Thereafter, the root node device 2 transmits the updated delivery tree information to the respective joined node devices (including the newly-joined node device 3). The newly-joined node device 3 decides whether or not to respond to a join request based on the delivery tree information and the operation states of the hardware resources of the newly-joined node device 3. When the newly-joined node device 3 decides to respond to a join request, the newly-joined node device 3 waits for a multicast join request transmitted from a different node device.
FIG. 11 is sequence diagram of a video streaming system for a case when no joined node devices that can deliver streaming data exist close to a newly-joined node device. This sequence diagram corresponds to the example illustrated in FIG. 1, FIG. 2, and FIG. 4.
The operations of measuring RTT and of transmitting a multicast join request are similar between FIG. 10 and FIG. 11. However, in the example illustrated in FIG. 11, the newly-joined node device 3 does not receive a join response before the expiration of the timer 28. In such a case, the newly-joined node device 3 transmits a unicast join request to the root node device 2. Then, the root node device 2 generates candidate parent node information and returns the information to the newly-joined node device 3.
The newly-joined node device 3 selects a parent node device based on the candidate parent node information received from the root node device 2. In this example, joined node device 1B is selected as the parent node device. Thus, the newly-joined node device 3 transmits a delivery request to joined node device 1B. Then, joined node device 1B starts delivering streaming data to the newly-joined node device 3. The operations subsequent to this are substantially similar to each other between FIG. 10 and FIG. 11, and the explanations thereof will be omitted accordingly.
Next, explanations will be given for a method in which a joined node device decides whether or not to respond to a multicast join request. This decision is conducted by the response decision unit 27 as described above.
In the example illustrated in FIG. 12, the decision is conducted based on the specifications of a node device. The specifications of a node device represent the performance of the hardware and the operation states of the node device. In this example, the following six factors are taken into consideration. It is assumed that factors (2), (3), (4) and (6) are detected for example periodically.

(1) Performance of CPU

(2) Free area in memory
(3) Free area in HDD
(4) Loads on CPU (usage rate)
(5) Communication speed of LAN interface
(6) Packet loss ratio
When at least one of the above six factors is decided to be “low”, the response decision unit 27 makes the response flag OFF. When there are no factors that are decided to be “low”, the response decision unit 27 makes the response flag ON. This method makes it more likely that a newly-joined node device will be connected to a node device having a larger available capacity in the hardware resources.

• _Problems_:
A - Answer these questions from the node-device passage, one line each, marking the answers (i), (ii), (iii):
(i) In the FIG. 11 example, what does the newly-joined node device 3 send to the root node device 2 when no join response arrives before timer 28 expires?
(ii) Which joined node device is selected as the parent node device in that example?
(iii) What does the response decision unit 27 do with the response flag when at least one of the six factors is decided to be "low"?
B - Repeat the node-device passage between "Thereafter, the root" and "different node device.", inclusive.

• _Stored records_:
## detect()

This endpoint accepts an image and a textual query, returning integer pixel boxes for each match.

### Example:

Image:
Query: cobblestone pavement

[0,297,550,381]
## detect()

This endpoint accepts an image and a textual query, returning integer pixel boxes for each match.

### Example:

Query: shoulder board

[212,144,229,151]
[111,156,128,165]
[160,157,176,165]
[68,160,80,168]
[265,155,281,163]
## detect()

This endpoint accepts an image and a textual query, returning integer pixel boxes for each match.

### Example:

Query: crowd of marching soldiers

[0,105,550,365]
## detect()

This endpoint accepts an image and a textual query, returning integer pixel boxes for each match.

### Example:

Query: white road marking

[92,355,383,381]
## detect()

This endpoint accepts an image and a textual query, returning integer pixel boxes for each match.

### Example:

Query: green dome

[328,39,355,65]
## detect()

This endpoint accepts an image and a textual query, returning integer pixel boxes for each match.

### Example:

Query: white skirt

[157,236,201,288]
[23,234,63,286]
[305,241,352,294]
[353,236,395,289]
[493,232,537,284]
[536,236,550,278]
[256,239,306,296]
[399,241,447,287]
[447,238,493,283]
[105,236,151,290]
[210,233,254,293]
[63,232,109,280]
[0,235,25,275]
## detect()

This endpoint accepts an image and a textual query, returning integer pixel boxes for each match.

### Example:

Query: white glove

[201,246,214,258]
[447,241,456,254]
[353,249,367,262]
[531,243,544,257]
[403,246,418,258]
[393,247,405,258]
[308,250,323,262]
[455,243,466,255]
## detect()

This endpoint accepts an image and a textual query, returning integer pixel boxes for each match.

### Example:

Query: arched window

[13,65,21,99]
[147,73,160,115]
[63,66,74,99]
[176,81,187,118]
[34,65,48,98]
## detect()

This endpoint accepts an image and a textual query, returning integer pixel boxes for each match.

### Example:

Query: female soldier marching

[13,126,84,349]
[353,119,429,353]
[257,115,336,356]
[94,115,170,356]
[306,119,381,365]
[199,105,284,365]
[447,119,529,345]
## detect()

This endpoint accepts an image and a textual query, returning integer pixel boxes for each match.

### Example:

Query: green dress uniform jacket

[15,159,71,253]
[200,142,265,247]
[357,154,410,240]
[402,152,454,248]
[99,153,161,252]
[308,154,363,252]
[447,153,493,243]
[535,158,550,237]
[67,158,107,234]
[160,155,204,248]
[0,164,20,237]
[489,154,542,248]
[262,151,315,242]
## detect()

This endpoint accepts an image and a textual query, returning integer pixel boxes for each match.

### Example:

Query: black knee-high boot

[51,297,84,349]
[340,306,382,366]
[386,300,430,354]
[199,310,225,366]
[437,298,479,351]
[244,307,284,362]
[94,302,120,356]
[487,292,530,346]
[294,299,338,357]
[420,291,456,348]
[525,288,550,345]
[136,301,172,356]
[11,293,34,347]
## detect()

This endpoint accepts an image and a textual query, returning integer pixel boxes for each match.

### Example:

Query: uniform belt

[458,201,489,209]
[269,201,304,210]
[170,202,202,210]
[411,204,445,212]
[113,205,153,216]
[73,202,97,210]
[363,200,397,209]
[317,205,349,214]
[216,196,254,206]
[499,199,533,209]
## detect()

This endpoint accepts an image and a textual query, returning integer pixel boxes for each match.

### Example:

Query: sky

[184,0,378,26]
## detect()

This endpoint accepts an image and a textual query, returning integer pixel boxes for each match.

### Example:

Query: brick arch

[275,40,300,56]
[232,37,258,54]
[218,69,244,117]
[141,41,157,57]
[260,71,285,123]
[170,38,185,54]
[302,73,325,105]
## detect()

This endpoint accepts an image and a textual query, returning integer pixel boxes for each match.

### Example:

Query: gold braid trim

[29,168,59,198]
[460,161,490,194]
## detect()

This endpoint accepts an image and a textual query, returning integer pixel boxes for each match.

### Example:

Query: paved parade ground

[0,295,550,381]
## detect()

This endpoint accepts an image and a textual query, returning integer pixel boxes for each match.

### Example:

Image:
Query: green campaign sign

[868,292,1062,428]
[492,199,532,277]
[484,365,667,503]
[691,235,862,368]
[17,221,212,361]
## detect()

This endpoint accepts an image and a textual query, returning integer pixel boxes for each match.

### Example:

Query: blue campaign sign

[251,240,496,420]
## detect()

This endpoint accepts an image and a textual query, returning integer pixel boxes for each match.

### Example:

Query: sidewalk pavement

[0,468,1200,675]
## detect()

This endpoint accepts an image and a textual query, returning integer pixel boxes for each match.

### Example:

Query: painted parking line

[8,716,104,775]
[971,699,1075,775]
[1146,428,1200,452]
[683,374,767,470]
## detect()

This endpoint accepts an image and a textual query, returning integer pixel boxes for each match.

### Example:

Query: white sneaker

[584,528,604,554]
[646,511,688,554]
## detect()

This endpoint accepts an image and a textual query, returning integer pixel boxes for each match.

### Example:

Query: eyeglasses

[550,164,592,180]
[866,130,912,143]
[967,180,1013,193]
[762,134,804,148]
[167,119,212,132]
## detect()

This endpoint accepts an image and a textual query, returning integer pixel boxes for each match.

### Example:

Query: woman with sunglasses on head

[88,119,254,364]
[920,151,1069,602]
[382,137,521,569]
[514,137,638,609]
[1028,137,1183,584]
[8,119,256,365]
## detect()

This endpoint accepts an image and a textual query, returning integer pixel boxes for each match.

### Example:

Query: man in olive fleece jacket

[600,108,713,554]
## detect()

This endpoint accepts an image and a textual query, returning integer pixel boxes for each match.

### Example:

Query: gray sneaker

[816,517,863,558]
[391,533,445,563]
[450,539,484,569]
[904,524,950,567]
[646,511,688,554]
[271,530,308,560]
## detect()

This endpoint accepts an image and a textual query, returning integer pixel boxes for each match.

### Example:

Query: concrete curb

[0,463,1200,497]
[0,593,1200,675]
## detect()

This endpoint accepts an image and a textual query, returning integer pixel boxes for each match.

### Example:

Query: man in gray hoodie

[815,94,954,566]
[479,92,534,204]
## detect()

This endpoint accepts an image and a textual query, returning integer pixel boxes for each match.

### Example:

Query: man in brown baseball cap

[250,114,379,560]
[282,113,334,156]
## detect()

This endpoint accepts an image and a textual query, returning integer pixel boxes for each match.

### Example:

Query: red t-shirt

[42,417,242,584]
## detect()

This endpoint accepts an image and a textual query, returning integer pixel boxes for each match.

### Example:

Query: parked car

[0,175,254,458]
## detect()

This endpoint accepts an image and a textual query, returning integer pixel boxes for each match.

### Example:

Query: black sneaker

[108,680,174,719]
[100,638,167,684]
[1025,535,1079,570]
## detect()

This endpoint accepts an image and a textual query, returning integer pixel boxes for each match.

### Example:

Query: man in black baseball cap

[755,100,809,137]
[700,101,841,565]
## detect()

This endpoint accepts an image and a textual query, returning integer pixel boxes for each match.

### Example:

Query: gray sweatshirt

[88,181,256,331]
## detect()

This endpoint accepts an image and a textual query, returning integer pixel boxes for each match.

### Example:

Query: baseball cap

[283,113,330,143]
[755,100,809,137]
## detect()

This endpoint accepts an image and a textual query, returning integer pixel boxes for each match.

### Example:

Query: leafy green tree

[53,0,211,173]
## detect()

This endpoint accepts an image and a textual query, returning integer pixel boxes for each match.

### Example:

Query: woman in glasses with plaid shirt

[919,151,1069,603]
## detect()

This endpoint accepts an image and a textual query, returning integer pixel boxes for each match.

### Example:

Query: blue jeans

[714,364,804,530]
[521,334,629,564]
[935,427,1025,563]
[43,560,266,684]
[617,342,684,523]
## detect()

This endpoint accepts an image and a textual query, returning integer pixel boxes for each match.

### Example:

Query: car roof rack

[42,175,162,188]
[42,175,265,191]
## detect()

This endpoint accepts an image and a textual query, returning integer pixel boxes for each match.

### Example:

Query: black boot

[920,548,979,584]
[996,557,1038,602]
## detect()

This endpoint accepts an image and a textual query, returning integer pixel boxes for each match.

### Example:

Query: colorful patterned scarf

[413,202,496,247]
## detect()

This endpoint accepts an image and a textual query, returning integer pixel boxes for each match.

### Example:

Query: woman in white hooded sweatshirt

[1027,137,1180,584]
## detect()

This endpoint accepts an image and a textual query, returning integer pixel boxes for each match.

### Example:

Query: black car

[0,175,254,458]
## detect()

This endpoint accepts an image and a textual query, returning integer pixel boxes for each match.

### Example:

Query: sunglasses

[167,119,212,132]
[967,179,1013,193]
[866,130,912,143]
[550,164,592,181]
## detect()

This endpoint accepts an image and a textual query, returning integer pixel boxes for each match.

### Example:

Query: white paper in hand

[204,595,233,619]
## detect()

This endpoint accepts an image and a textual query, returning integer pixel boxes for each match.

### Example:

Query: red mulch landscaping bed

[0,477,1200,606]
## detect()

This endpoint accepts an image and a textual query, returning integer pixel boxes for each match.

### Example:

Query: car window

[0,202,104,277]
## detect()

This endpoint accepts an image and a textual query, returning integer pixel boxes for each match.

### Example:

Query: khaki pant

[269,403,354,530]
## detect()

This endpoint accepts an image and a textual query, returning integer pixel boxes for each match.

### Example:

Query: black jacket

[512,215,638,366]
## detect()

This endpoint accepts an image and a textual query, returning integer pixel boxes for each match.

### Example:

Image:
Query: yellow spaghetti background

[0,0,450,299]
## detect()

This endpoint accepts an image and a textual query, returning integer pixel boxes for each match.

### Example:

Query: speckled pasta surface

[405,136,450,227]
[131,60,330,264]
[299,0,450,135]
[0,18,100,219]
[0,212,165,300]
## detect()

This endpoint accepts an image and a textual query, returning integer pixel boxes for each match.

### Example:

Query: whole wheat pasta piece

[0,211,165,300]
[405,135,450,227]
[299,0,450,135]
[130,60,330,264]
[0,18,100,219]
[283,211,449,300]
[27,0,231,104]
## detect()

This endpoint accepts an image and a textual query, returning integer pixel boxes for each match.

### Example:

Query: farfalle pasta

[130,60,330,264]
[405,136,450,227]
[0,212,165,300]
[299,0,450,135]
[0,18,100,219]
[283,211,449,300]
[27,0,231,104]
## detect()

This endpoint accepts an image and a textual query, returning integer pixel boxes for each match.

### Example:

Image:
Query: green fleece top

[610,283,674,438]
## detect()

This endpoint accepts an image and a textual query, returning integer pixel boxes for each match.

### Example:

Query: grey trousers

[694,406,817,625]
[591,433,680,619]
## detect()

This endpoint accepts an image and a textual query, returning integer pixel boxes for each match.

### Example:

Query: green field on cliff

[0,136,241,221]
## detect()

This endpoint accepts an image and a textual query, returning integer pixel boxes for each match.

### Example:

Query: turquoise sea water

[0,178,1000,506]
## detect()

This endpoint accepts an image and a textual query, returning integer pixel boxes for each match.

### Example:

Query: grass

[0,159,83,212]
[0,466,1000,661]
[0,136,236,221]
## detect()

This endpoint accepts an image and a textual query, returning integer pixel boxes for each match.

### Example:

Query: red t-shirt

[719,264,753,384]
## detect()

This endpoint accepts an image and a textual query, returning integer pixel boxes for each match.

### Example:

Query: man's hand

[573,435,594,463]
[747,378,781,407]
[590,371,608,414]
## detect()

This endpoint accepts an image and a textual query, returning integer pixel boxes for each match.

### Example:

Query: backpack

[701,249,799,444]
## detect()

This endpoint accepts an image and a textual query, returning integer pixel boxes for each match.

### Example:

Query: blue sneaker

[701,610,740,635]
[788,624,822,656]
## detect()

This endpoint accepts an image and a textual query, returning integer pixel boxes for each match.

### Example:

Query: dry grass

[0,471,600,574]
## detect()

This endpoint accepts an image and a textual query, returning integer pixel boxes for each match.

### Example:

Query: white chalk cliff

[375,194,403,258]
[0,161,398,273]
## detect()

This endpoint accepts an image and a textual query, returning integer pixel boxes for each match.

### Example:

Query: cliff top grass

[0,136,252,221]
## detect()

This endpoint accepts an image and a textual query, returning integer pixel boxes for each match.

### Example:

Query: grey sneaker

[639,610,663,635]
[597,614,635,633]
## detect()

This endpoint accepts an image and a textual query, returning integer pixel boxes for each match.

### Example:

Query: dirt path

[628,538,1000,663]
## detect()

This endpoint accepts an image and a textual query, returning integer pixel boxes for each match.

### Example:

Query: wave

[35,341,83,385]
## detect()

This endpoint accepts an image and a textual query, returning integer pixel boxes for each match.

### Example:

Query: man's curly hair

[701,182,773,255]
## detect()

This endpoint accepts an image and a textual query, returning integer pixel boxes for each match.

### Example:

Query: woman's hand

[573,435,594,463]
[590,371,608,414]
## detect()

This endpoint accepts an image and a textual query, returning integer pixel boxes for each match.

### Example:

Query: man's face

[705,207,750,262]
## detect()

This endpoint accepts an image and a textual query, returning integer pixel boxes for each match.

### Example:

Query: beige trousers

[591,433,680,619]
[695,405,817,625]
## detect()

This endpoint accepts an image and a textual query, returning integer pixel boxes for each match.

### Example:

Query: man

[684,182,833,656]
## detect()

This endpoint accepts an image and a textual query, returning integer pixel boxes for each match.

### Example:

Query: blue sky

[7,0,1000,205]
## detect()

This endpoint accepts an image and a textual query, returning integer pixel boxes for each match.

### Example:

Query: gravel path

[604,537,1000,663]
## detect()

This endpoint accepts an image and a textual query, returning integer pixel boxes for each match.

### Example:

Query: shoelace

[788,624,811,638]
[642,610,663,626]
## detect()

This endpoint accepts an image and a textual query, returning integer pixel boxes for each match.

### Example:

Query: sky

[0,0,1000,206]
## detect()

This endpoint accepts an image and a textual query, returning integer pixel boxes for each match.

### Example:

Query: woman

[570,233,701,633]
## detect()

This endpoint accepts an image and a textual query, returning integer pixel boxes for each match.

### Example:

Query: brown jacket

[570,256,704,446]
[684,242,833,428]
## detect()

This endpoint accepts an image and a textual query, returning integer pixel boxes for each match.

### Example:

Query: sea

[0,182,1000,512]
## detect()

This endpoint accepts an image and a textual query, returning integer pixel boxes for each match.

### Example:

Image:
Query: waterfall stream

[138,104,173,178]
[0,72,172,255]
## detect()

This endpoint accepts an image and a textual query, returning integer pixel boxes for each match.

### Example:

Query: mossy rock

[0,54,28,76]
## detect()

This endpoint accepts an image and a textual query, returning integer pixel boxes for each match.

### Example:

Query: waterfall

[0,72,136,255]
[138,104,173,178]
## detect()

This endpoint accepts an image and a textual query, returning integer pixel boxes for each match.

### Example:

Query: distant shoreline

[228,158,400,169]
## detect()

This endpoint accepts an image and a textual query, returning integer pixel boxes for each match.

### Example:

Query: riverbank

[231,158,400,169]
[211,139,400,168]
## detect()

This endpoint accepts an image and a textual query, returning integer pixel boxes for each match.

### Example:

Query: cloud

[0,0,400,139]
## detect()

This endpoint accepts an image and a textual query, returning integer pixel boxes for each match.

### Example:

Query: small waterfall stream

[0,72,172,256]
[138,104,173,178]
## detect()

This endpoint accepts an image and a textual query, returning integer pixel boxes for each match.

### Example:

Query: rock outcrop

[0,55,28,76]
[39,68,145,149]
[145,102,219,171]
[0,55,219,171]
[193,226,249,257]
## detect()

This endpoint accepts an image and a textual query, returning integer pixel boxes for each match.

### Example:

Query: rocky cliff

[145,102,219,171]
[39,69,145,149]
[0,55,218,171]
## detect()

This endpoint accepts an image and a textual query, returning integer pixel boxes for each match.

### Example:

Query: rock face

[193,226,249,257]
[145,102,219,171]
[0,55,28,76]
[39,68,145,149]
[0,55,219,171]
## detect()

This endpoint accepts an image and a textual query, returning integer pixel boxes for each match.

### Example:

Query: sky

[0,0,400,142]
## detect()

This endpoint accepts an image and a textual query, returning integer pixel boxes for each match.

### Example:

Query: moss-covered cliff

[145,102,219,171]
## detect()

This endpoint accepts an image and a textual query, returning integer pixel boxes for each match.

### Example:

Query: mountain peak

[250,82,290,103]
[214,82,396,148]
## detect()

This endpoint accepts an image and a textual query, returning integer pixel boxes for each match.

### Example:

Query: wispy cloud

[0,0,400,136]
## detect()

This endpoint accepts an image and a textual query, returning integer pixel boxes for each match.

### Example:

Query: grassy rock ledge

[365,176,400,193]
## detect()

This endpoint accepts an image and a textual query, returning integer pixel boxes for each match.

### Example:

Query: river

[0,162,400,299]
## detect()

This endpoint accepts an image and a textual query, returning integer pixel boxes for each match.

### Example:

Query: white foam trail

• _Answer set_:
A -
(i) A unicast join request.
(ii) Joined node device 1B.
(iii) It makes the response flag OFF.

B -
Thereafter, the root node device 2 transmits the updated delivery tree information to the respective joined node devices (including the newly-joined node device 3). The newly-joined node device 3 decides whether or not to respond to a join request based on the delivery tree information and the operation states of the hardware resources of the newly-joined node device 3. When the newly-joined node device 3 decides to respond to a join request, the newly-joined node device 3 waits for a multicast join request transmitted from a different node device.